Training a conditional generative adversarial network (cGAN) called pix2pix that learns a mapping from input PIXEL IMAGES to OUTPUT AERIAL IMAGES.

The present project aims to establish a novel workflow with the aim of bridging the gap between complex design and common users. Through the use of generative deep-learning algorithms and graphics programming, this interface provides the user with the opportunity to collaborate, without intermediates, in the design process of an imaginated landscape.

For our GENERATIVE MACAD PLANET PROJECT we build and train a conditional generative adversarial network (cGAN) called pix2pix that learns a mapping from input images to output images, as described in Image-to-image translation with conditional adversarial networks by Isola et al. (2017). pix2pix is not application specific—it can be applied to a wide range of tasks, including synthesizing photos from label maps, generating colorized photos from black and white images, turning Google Maps photos into aerial images, and even transforming sketches into photos.

In the pix2pix cGAN, you condition on input images and generate corresponding output images. cGANs were first proposed in Conditional Generative Adversarial Nets (Mirza and Osindero, 2014)

The architecture of our network will contain:A generator with a U-Net-based architecture. A discriminator represented by a convolutional PatchGAN classifier (proposed in the pix2pix paper). Note that each epoch can take around 15 seconds on a single V100 GPU.

As described in the pix2pix paper, we will need to apply random jittering and mirroring to preprocess the training set.
We will define several functions that:
  1. Resize each 256 x 256 image to a larger height and width—286 x 286.
  2. Randomly crop it back to 256 x 256.
  3. Randomly flip the image horizontally i.e. left to right (random mirroring).
  4. Normalize the images to the [-1, 1] range.

The generator of your pix2pix cGAN is a modified U-Net. A U-Net consists of an encoder (downsampler) and decoder (upsampler). (You can find out more about it in the Image segmentation tutorial and on the U-Net project website.)
  • Each block in the encoder is: Convolution -> Batch normalization -> Leaky ReLU
  • Each block in the decoder is: Transposed convolution -> Batch normalization -> Dropout (applied to the first 3 blocks) -> ReLU
  • There are skip connections between the encoder and decoder (as in the U-Net).

GANs learn a loss that adapts to the data, while cGANs learn a structured loss that penalizes a possible structure that differs from the network output and the target image, as described in the pix2pix paper.
  • The generator loss is a sigmoid cross-entropy loss of the generated images and an array of ones.
  • The pix2pix paper also mentions the L1 loss, which is a MAE (mean absolute error) between the generated image and the target image.
  • This allows the generated image to become structurally similar to the target image.
  • The formula to calculate the total generator loss is gan_loss + LAMBDA * l1_loss, where LAMBDA = 100. This value was decided by the authors of the paper.

The discriminator in the pix2pix cGAN is a convolutional PatchGAN classifier—it tries to classify if each image patch is real or not real, as described in the pix2pix paper.
  • Each block in the discriminator is: Convolution -> Batch normalization -> Leaky ReLU.
  • The shape of the output after the last layer is (batch_size, 30, 30, 1).
  • Each 30 x 30 image patch of the output classifies a 70 x 70 portion of the input image.
  • The discriminator receives 2 inputs:
  • The input image and the target image, which it should classify as real.
  • The input image and the generated image (the output of the generator), which it should classify as fake.

⁂

> Work instructions:
- a) Do the following statements agree with the pix2pix text above? For each, answer yes or no and quote the words of the text that decide it. (i) Each encoder block in the generator ends with a Leaky ReLU. (ii) The total generator loss uses a LAMBDA value of 10. (iii) Dropout is applied in every decoder block of the generator.
- b) Carry on the pix2pix text above, starting after its last sentence.

> Raw data:
⁂

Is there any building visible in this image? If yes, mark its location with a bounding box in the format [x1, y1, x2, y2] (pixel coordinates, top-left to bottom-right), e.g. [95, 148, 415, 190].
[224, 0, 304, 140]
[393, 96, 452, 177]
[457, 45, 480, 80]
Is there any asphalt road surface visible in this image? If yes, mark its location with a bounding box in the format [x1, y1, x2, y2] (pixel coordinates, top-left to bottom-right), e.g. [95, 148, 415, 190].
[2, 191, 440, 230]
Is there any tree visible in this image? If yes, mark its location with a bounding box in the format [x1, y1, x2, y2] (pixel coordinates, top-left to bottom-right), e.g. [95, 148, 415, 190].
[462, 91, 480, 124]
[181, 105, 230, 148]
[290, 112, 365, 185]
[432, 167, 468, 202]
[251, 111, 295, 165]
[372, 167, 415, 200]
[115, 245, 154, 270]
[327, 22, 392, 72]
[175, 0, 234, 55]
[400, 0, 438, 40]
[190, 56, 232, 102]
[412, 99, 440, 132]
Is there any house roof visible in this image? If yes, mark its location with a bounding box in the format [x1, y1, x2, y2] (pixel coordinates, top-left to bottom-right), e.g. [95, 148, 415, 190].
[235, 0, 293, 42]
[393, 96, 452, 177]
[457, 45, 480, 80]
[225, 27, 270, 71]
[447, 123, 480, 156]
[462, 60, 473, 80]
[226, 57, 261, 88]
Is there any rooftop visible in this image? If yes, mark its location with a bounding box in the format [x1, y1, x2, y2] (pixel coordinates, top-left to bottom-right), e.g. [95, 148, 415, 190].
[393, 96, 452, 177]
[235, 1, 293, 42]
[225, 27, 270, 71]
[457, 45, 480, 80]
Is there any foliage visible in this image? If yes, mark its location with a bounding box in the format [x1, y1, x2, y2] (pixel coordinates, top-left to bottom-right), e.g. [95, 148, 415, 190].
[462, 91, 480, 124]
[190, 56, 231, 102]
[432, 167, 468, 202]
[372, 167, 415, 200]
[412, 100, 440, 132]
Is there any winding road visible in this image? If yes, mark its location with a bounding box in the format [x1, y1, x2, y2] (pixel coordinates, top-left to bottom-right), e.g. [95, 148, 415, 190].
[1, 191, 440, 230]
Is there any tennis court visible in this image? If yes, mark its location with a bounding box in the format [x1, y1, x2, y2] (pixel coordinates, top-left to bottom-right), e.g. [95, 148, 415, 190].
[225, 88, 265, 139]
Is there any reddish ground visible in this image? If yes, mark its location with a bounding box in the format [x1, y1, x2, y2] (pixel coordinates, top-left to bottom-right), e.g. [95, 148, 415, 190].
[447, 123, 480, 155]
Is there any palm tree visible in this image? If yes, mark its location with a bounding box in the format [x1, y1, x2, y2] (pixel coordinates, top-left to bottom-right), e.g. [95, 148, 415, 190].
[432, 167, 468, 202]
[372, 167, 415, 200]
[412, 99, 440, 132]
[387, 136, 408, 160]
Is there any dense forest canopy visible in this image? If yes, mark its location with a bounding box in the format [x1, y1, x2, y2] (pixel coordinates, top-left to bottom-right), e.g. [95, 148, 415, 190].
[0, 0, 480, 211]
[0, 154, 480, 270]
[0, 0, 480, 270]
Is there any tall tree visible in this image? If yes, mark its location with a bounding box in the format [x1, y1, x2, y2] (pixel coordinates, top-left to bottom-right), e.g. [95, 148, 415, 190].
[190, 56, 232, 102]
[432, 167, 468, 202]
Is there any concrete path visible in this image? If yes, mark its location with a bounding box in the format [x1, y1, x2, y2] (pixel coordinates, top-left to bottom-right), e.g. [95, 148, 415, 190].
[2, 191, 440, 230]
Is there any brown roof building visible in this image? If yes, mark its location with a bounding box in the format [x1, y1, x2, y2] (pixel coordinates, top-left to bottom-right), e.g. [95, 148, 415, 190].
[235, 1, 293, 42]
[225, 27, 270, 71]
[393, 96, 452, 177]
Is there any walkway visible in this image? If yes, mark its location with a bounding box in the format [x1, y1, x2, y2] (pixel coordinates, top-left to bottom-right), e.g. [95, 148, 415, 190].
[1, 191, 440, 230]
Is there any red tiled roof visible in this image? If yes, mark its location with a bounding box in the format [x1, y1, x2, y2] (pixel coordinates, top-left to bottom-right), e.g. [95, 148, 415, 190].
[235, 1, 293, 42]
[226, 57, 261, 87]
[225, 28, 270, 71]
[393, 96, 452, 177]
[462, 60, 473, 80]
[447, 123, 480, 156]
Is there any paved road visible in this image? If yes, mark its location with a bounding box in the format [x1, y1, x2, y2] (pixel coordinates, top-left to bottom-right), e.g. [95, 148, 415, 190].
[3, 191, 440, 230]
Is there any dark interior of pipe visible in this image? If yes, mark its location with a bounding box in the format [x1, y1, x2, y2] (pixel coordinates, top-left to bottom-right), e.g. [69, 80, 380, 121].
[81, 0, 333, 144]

⁂

> Results in order:
- a)
(i) Yes: "Each block in the encoder is: Convolution -> Batch normalization -> Leaky ReLU"
(ii) No: "where LAMBDA = 100"
(iii) No: "Dropout (applied to the first 3 blocks)"

- b)
  • Use tf.concat([inp, tar], axis=-1) to concatenate these 2 inputs together.

  • The discriminator_loss function takes 2 inputs: real images and generated images.
  • real_loss is a sigmoid cross-entropy loss of the real images and an array of ones(since these are the real images).
  • generated_loss is a sigmoid cross-entropy loss of the generated images and an array of zeros (since these are the fake images).
  • The total_loss is the sum of real_loss and generated_loss.

Note: The training=True is intentional here since you want the batch statistics, while running the model on the test dataset. If you use training=False, you get the accumulated statistics learned from the training dataset (which you don’t want).

  • For each example input generates an output.
  • The discriminator receives the input_image and the generated image as the first input. The second input is the input_image and the target_image.
  • Next, calculate the generator and the discriminator loss.
  • Then, calculate the gradients of loss with respect to both the generator and the discriminator variables(inputs) and apply those to the optimizer.
  • Finally, log the losses to TensorBoard.

After getting our pokemons as species, we wanted to created a virtual 3D environment to inhabit. We took the data set and create from image sampler a mesh terrain with different heights based on the temperature predictions to get different climate environments. Ranging from sea level sets to mountain based geometries. We could generate not only the 3D terrain but also a map onto int showing the different temperatures within.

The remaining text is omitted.